* **Brief**
Exactly the lines from the one containing "Exercise. Point out the person" through the end of the entries, both ends included, are to be output.

* **Supplied data**
::::

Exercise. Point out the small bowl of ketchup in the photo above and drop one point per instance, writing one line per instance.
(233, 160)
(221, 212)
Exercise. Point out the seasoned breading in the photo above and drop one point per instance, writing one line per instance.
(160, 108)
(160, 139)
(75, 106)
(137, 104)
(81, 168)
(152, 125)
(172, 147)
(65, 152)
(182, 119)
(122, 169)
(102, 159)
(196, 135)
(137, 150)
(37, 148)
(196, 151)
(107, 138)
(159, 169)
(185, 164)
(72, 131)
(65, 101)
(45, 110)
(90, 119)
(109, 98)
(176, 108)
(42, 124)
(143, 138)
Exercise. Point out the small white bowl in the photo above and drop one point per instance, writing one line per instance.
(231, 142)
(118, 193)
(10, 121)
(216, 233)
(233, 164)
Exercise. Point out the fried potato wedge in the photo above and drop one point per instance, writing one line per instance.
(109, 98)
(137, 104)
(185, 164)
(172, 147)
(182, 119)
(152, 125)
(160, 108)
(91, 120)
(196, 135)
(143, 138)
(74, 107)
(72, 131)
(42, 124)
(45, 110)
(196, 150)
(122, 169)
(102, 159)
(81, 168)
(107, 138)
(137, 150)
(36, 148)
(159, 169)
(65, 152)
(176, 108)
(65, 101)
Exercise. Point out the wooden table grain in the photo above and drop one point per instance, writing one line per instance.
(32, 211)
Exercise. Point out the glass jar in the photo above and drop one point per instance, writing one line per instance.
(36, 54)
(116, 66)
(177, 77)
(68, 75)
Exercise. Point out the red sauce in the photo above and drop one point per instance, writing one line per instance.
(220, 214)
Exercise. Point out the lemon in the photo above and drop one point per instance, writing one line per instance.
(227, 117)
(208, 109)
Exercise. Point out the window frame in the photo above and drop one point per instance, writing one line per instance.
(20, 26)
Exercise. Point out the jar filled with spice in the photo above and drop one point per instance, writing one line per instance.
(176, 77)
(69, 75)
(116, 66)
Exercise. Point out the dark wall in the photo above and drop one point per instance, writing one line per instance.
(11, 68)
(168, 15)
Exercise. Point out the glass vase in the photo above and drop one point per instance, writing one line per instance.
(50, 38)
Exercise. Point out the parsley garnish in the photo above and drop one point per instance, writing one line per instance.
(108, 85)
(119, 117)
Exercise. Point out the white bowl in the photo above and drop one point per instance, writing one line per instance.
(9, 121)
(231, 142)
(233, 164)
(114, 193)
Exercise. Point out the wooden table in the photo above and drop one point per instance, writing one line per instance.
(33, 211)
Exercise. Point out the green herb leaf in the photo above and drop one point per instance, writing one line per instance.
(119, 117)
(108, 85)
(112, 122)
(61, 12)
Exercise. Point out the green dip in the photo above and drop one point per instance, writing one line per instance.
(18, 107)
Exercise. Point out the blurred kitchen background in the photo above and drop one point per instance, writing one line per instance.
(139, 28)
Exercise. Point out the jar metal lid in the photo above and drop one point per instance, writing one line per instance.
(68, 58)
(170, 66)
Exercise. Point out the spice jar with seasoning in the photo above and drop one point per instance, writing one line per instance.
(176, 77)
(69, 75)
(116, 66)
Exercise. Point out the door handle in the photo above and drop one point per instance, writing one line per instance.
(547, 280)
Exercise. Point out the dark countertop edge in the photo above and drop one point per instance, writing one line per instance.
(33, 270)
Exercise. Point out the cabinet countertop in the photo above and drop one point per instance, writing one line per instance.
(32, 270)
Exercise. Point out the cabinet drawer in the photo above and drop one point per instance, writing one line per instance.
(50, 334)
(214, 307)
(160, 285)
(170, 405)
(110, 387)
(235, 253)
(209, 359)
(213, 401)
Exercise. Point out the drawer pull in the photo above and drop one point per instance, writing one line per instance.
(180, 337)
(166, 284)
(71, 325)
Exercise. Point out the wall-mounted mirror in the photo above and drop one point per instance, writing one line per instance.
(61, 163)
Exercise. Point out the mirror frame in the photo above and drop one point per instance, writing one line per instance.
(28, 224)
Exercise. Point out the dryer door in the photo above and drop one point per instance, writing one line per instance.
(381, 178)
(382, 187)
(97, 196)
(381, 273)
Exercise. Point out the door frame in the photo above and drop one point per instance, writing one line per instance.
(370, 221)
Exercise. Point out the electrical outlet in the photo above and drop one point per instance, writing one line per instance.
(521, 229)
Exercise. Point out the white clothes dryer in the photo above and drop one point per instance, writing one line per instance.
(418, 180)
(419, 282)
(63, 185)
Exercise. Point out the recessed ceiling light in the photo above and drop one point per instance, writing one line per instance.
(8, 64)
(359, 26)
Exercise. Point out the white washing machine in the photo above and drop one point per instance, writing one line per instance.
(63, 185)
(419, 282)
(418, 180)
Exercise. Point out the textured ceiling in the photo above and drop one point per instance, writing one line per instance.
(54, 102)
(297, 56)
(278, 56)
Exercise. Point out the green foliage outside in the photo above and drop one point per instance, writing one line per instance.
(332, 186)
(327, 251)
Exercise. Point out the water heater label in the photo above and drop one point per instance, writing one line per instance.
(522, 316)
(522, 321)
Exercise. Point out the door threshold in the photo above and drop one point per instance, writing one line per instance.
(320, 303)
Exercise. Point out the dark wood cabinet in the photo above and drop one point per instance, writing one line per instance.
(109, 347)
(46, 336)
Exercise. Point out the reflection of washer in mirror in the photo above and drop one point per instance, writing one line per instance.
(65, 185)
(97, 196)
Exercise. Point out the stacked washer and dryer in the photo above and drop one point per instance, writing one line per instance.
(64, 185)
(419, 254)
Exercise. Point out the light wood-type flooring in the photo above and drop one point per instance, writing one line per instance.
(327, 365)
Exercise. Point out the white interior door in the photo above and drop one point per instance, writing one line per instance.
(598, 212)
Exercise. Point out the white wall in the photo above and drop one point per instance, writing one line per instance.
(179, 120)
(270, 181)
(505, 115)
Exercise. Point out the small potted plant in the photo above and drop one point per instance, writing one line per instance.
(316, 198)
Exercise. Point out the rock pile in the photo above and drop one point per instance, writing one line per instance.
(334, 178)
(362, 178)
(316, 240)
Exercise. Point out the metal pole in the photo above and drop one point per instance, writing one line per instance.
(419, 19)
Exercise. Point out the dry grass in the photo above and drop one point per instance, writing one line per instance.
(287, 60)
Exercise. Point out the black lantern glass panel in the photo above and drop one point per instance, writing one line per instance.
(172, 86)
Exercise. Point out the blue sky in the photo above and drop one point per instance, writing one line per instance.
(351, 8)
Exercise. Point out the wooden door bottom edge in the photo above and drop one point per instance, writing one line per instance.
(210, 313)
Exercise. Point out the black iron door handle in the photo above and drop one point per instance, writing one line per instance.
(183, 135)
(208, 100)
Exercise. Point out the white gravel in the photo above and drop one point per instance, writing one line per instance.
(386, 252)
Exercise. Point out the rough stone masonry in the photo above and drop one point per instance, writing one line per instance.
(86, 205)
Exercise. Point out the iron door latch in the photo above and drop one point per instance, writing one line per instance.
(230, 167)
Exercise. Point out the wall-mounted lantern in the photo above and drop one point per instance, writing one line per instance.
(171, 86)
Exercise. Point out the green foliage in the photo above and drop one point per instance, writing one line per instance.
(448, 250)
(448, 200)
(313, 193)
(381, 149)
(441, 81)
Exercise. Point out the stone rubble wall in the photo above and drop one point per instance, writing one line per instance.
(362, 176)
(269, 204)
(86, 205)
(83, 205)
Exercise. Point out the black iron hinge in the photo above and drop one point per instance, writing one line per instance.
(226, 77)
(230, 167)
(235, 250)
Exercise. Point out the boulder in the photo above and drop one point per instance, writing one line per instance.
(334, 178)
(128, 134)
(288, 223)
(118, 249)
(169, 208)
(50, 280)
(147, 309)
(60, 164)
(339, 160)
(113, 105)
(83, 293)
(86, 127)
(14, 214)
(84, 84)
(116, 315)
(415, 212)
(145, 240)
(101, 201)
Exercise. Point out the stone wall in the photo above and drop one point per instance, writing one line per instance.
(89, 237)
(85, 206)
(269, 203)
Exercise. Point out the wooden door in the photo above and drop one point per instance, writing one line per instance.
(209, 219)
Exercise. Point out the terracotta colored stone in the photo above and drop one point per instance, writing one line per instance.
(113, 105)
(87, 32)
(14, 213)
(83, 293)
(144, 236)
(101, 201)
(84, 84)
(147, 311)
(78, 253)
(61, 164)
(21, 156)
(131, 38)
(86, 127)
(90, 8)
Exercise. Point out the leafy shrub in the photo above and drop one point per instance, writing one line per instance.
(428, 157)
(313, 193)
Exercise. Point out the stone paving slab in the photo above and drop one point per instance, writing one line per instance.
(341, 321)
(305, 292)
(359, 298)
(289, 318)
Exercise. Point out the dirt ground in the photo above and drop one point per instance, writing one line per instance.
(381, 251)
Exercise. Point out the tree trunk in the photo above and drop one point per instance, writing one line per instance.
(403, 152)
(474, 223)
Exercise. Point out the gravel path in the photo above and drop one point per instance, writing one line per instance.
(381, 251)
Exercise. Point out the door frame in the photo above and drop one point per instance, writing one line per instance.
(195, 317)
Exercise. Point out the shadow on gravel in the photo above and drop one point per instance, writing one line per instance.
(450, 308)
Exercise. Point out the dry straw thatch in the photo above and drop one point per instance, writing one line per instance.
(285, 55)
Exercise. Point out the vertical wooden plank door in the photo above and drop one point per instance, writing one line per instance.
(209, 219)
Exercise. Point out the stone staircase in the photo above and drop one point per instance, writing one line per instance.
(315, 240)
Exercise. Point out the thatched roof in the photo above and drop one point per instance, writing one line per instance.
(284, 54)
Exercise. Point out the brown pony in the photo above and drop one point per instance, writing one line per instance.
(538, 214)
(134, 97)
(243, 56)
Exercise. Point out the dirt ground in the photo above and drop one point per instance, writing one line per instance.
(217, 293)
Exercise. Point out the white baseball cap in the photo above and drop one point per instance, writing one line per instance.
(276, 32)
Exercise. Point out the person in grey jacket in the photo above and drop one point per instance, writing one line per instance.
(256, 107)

::::

* **Task response**
Exercise. Point out the person in grey jacket in the photo above and drop one point per instance, writing one line per instance.
(256, 107)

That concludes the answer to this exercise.